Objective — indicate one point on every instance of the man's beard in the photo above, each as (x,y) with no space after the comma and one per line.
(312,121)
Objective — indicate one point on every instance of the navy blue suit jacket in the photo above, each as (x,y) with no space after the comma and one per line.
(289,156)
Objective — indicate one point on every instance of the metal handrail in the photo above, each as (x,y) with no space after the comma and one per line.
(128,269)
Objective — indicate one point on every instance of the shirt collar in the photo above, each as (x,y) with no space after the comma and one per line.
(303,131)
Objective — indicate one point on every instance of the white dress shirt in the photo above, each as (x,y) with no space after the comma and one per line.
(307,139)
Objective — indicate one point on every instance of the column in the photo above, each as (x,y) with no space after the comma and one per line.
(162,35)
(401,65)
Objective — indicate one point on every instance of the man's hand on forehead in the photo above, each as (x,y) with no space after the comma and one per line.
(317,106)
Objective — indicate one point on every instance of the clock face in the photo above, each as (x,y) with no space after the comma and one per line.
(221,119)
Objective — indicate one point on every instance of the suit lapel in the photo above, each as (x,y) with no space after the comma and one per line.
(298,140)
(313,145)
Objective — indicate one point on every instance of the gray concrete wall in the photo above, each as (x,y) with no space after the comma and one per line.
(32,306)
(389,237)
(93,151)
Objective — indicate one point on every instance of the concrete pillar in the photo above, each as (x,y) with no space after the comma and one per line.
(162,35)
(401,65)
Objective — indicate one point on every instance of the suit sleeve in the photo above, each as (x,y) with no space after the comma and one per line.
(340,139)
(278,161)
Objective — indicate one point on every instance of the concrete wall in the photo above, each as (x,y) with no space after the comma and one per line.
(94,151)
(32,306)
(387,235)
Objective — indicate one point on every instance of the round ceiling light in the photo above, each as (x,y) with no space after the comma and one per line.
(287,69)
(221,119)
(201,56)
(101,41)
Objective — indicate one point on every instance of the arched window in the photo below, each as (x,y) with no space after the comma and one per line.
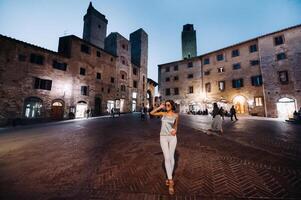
(33,107)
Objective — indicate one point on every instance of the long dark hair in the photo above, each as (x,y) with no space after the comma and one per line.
(172,103)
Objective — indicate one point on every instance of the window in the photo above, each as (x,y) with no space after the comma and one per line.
(33,107)
(281,56)
(42,84)
(134,95)
(82,71)
(122,88)
(237,83)
(84,90)
(283,77)
(135,71)
(220,69)
(124,46)
(135,84)
(220,57)
(236,66)
(221,85)
(279,40)
(85,49)
(256,80)
(206,61)
(208,87)
(59,65)
(258,101)
(253,48)
(98,53)
(98,75)
(207,73)
(176,91)
(235,53)
(167,91)
(190,89)
(254,62)
(36,59)
(22,57)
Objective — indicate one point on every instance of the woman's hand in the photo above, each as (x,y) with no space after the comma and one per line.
(173,132)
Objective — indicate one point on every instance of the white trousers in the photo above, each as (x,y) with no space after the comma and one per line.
(168,145)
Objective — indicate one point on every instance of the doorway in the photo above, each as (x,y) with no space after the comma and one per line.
(240,104)
(97,108)
(57,110)
(81,108)
(286,107)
────────────────
YOUR TASK: Edit all of the items above so that "Objective" becomes "Goal", keep everything else unchanged, and leave the pictures out.

EXERCISE ANSWER:
Goal — indicate one point on every instance of the man's beard in the photo above, each as (x,y) with no space after the comma and one per line.
(312,121)
Goal — indicate one point on every instance of the navy blue suit jacket in the photo above, each as (x,y) with no space after the comma and one per line.
(289,156)
Goal — indicate one point on every instance of the metal handrail in the photo above, each as (x,y) with no space after the comma and one per line.
(128,269)
Goal — indicate one point on every instance of the shirt collar in the photo above, each as (x,y) with no space after the comma and one per line.
(303,131)
Goal — indicate one point on every instance of the white dress shirt in the photo above, each as (x,y) with no space after the comma and one per line.
(307,139)
Goal — indicate one point on every instance of the column in the photo above, each as (x,y) with no space after the comma and one per line.
(162,35)
(401,65)
Goal — indicate one point on every instance of the man's hand on forehead in the photo above, each as (x,y) with no space after the comma and one per line.
(317,106)
Goal — indicate one point on every instance of the clock face in the photo above, each as (x,y) with no space after the comma and one per line.
(221,119)
Goal — indicate one point on every instance of the suit lapel in the photo above, each as (x,y) with no space after the comma and one per line.
(298,140)
(313,145)
Goal — indicate one point on every instance of the gray concrete wall in the photo above, each as (x,y) with no space after the comma and one per line.
(32,306)
(389,237)
(93,151)
Goal — indicate one point on every instance of the concrete pillar in the photo above, each as (x,y) with no space after the comma and one per line.
(162,35)
(401,65)
Goal — indicate one point on every instance of the suit sleeve in the photo above, each as (x,y) with no space after the comma and one per line.
(340,139)
(278,161)
Goal — indicate one point on every instance of the concrete wall in the photo above, each as (x,y) with no space after the comma and one per line.
(94,151)
(32,306)
(387,235)
Goal — indicate one point on every instance of the round ceiling light in the photo above, each as (x,y) with no space after the comma and one per line.
(287,69)
(221,119)
(201,56)
(101,41)
Goal — indicate one point on every instance of the arched window in the photo below, each as (x,y) with no space after the comma and one per line.
(33,107)
Goal — indicate one point on every instance of the long dark hair in the photo above, each as (x,y) with no space after the comma and one per line.
(172,103)
Goal — indicate one point on every instance of the window in the photo above, each as (x,y) with no space after the comma and one per line.
(33,107)
(281,56)
(42,84)
(134,95)
(82,71)
(122,88)
(237,83)
(84,90)
(283,77)
(135,71)
(220,69)
(124,46)
(135,84)
(220,57)
(236,66)
(221,85)
(279,40)
(85,49)
(256,80)
(206,61)
(208,87)
(59,65)
(258,101)
(253,48)
(98,53)
(98,75)
(207,73)
(176,91)
(235,53)
(167,91)
(190,89)
(254,62)
(36,59)
(22,57)
Goal — indicate one point on every instance of the woman's hand in the photo above, each as (x,y) with no space after the comma and one per line.
(173,132)
Goal — indicate one point on every instance of the white trousers in the photo above, each as (x,y) with no space after the comma and one per line.
(168,145)
Goal — indicate one point on every instance of the doorway in the photo above, each as (x,y) with no space after the comma and one per line.
(240,104)
(97,108)
(57,110)
(81,108)
(286,107)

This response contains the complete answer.